EXERCISE TASK: Please print every record below exactly as it appears.

THE INPUT:
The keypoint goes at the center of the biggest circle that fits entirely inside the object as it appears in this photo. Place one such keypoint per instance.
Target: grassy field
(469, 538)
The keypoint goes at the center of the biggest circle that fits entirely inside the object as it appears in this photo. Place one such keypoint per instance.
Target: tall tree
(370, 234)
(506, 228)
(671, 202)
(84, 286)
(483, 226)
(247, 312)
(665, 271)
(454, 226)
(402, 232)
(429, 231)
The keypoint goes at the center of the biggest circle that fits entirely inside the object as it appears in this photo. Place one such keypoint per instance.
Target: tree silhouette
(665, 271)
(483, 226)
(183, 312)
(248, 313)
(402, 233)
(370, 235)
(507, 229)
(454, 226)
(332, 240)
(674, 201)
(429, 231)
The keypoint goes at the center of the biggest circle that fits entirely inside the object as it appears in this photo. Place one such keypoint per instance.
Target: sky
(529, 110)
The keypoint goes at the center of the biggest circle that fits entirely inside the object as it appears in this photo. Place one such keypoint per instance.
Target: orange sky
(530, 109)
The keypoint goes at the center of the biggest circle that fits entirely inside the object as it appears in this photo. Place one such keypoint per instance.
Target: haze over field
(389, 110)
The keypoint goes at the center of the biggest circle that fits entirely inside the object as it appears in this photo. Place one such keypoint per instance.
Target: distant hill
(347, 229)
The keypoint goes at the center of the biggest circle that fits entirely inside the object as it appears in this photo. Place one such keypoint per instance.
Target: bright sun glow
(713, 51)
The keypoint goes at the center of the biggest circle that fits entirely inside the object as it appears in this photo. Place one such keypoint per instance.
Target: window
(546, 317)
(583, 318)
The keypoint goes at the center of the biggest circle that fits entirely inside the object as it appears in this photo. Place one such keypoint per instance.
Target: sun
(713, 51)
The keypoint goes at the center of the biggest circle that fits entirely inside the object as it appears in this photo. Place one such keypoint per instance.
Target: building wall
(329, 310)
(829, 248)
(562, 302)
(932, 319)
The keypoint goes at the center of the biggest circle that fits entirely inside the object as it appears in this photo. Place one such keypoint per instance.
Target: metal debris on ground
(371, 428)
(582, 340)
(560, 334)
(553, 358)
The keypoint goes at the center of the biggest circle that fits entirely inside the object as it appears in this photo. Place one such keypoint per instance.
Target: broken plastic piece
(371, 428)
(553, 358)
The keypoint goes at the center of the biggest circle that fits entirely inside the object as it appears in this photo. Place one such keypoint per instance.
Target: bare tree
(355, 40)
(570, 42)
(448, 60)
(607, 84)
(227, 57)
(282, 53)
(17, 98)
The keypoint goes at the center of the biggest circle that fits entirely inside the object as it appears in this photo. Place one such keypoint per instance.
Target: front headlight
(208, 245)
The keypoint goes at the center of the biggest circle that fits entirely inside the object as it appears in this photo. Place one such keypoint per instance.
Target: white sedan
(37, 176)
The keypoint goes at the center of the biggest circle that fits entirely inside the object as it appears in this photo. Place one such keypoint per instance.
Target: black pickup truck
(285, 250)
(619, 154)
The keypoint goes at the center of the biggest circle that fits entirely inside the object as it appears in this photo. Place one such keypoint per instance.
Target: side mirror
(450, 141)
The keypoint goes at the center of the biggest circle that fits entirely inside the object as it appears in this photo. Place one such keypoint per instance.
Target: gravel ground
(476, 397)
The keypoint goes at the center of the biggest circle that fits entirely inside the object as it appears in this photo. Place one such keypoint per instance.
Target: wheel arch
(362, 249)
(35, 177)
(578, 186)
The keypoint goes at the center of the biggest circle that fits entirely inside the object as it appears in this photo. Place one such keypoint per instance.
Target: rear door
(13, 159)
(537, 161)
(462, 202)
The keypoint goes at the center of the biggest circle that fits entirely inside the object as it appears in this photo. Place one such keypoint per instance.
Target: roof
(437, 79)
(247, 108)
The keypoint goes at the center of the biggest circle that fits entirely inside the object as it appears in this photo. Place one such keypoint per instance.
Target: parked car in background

EXERCISE RESULT:
The keypoint goes at the center of the biggest circle that fits entirely inside the object as it appears in this photo. Place one such keypoint per instance.
Target: grassy field
(469, 538)
The keypoint goes at the center of the biggest circle that fits entirely inside the object as it appears in this photo. Place one such keypoint per instance.
Target: tall tree
(370, 234)
(506, 228)
(671, 202)
(84, 286)
(483, 226)
(247, 312)
(665, 271)
(454, 226)
(402, 232)
(429, 231)
The keypoint goes at the center of the biggest circle that fits entirely inside the object as it appears in this photo. Place one such keypoint per instance.
Target: tree silhouette
(665, 271)
(483, 226)
(183, 312)
(248, 313)
(402, 233)
(370, 235)
(507, 229)
(454, 226)
(332, 240)
(674, 201)
(429, 231)
The keypoint goes at the center of the biggest circle that fits entirely inside the object as it appears in this photo. Place one such keypoint per instance.
Target: sky
(529, 110)
The keypoint goes at the center of the biggest circle that fits entirely inside the object as it appears in this photo. Place one such keypoint per instance.
Target: orange sky
(530, 109)
The keypoint goes at the center of the biggest circle that fits entirely inside the object as it appears in this photo. Place one such keypoint per instance.
Target: haze over field
(389, 110)
The keypoint goes at the center of the biggest circle that fits entirely inside the object as it appears in this photo. Place one such keypoint per instance.
Target: distant hill
(347, 229)
The keypoint goes at the center of the biggest circle that fits entirely inside the object as it appears in this photo. Place one such keypoint per instance.
Target: bright sun glow
(713, 51)
The keypoint goes at the center of the biggest circle that fits entirely inside the object as it appears in this photo. Place one such keypoint per instance.
Target: window
(546, 317)
(583, 318)
The keypoint goes at the center of the biggest circle that fits entirely inside the object as it appears in this photo. Place one such keypoint per instance.
Target: sun
(713, 51)
The keypoint goes at the center of the biggest circle that fits entirely inside the object as it appears in this photo. Place one such keypoint per instance.
Target: building wall
(329, 310)
(829, 248)
(562, 302)
(932, 319)
The keypoint goes at the center of the biggest circle that fits entirely inside the object as it appears in this photo. Place one such keypoint per instance.
Target: metal debris on ground
(371, 428)
(582, 340)
(560, 334)
(553, 358)
The keypoint goes at the center of the biggest circle that fits entirely inside the object as it appears in this photo. Place one such keypoint per instance.
Target: broken plastic piece
(371, 428)
(553, 358)
The keypoint goes at the center of the biggest circle that fits entirely inside the object as it appears in this photo. Place one such keypoint per instance.
Target: bare tree
(355, 40)
(570, 42)
(448, 60)
(607, 84)
(227, 57)
(282, 53)
(17, 98)
The keypoint goes at the center of the biggest circle that fits entirely inside the object as it appears in this photo. Place one such keypoint per instance.
Target: front headlight
(208, 245)
The keypoint goes at the center of the biggest circle that fits entirely inside the object as it appears in this photo. Place one such keypoint per instance.
Target: white sedan
(37, 176)
The keypoint goes at the center of the biggest circle that fits entirely inside the object as it appears in this photo. Place one such keypoint per instance.
Target: black pickup truck
(285, 250)
(619, 154)
The keypoint goes at the center of the biggest circle that fits entirely inside the object as it appears in this photo. Place one such keypoint per instance.
Target: side mirror
(450, 141)
The keypoint goes at the center of the biggest circle that fits entirely inside the object as it appears in this photo. Place one such keypoint per instance.
Target: gravel ground
(476, 397)
The keypoint goes at the center of the biggest circle that fits entirely inside the object as it appears in this photo. Place one such keypoint per instance.
Target: wheel arch
(362, 249)
(35, 177)
(578, 186)
The keypoint goes at the center of the biggest circle that fits entirely inside the object as it appears in this photo. Place one such keypoint per instance.
Target: rear door
(13, 159)
(537, 161)
(462, 202)
The keypoint goes at the center of the biggest circle that fits entirely inside the object as it appears in this photo. Place one such keypoint per instance.
Target: roof
(437, 79)
(247, 108)
The keypoint goes at the center of the biggest circle that fits entirely inside the object as it appears in this photo. Place one such keypoint per instance.
Target: parked car in background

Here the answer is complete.